◆ **WRITTEN REQUEST**
Extract every line in the records below that contains the string "ImageDetector".

◆ **SUPPLIED DATA**
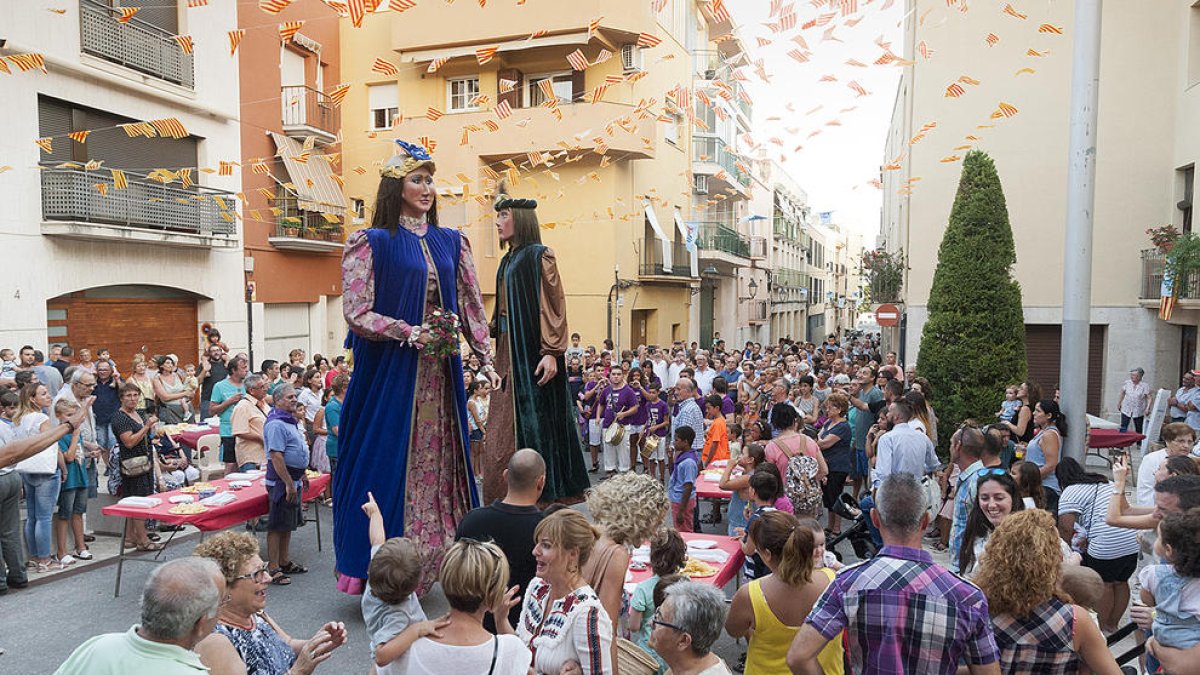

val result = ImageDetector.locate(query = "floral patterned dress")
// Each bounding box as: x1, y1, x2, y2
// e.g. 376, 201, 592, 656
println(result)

==

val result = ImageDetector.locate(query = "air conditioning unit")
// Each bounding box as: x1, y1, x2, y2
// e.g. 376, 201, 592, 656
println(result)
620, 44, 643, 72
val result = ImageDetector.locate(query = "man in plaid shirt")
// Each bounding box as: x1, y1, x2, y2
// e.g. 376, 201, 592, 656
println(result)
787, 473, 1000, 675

◆ **RESULT**
val result = ImageDetector.locate(query = "floral patterned dress")
val result = ImageDetector.locate(query = "air conditioning unit")
val result = ImageDetector.locate(query = "man in plaid shirt")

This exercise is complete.